[Natural language region descriptions]:
--------------------

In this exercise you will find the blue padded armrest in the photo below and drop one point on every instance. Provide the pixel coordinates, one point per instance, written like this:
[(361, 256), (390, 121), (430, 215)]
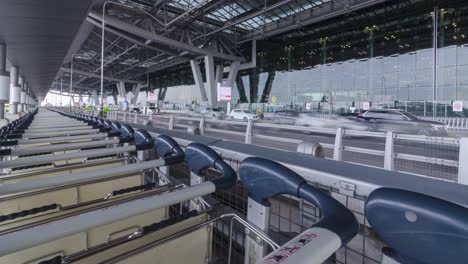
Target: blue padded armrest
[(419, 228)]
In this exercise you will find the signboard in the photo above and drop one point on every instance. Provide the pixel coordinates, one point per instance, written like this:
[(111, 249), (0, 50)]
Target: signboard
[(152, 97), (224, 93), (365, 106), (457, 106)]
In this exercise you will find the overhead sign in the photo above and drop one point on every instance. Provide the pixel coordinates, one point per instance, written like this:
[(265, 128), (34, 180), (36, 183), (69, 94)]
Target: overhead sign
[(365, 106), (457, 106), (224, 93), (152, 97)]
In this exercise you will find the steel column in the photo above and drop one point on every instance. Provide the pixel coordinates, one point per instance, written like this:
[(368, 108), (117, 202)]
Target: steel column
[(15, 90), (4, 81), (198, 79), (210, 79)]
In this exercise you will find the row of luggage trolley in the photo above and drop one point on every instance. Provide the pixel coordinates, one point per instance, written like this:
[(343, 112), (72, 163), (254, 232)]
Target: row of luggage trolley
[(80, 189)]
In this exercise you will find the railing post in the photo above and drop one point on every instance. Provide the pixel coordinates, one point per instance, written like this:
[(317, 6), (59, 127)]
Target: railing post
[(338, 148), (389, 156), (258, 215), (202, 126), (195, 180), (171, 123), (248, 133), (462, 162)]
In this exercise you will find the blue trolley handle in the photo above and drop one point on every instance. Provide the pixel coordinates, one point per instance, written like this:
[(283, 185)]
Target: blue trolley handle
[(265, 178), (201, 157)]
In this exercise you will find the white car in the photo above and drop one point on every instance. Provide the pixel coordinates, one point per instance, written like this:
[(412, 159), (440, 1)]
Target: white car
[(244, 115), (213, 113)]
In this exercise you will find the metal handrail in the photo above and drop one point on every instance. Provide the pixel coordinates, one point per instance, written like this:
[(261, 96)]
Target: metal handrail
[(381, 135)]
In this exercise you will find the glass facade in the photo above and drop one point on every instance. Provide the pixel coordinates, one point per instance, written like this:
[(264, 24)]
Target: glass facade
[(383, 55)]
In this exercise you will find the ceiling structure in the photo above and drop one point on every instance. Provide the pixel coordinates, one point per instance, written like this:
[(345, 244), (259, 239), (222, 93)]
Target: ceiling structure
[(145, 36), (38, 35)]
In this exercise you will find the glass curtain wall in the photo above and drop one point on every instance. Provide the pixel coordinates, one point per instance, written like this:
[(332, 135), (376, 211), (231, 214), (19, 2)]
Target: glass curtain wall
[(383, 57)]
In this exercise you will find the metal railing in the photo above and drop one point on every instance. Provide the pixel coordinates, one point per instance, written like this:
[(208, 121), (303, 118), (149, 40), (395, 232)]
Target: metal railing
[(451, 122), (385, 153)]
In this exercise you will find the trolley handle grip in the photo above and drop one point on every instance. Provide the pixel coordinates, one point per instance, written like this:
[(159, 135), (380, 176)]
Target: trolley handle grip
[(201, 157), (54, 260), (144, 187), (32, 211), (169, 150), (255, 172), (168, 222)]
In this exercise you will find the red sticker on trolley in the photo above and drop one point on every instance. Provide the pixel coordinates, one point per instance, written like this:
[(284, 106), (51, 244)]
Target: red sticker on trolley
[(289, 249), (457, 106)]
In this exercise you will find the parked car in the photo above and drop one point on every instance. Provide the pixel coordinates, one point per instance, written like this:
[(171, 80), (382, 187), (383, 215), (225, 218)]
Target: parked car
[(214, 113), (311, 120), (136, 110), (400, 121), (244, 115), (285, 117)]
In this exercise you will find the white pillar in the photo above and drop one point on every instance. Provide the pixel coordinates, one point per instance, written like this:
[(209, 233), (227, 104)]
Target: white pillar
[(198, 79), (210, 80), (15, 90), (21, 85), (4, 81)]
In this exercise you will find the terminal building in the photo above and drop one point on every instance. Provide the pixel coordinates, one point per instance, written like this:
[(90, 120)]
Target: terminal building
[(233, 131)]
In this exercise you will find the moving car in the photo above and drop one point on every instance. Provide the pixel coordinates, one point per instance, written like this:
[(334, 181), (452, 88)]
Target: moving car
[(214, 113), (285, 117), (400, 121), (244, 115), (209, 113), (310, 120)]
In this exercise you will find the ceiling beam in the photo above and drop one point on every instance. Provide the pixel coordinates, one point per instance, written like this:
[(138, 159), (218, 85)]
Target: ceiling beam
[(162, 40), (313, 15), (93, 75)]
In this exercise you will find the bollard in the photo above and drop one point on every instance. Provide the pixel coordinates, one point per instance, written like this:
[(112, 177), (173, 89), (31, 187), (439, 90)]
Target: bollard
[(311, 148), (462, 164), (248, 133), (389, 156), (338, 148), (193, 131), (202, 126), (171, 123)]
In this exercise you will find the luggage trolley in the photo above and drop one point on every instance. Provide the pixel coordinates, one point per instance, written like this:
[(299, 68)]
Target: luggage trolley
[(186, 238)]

--------------------

Of all the entries above, repeat only the lines from the line that has "In this exercise you will find the metal railing" to the line that has "[(159, 135), (380, 176)]", both lines included, exactly.

[SOLUTION TO THIS PROBLEM]:
In this exercise you will find the metal railing in the photo above and drop one point on every instance. Provide the pixel coordinates, one point per instance, written like this:
[(208, 121), (303, 118), (149, 40), (395, 232)]
Target: metal railing
[(451, 122), (385, 153)]
In this exercise you will find the trolley handle grip in the photo above and drop one point on every instance. Provide the pixel coordinates, one point per instance, written like this:
[(159, 135), (380, 176)]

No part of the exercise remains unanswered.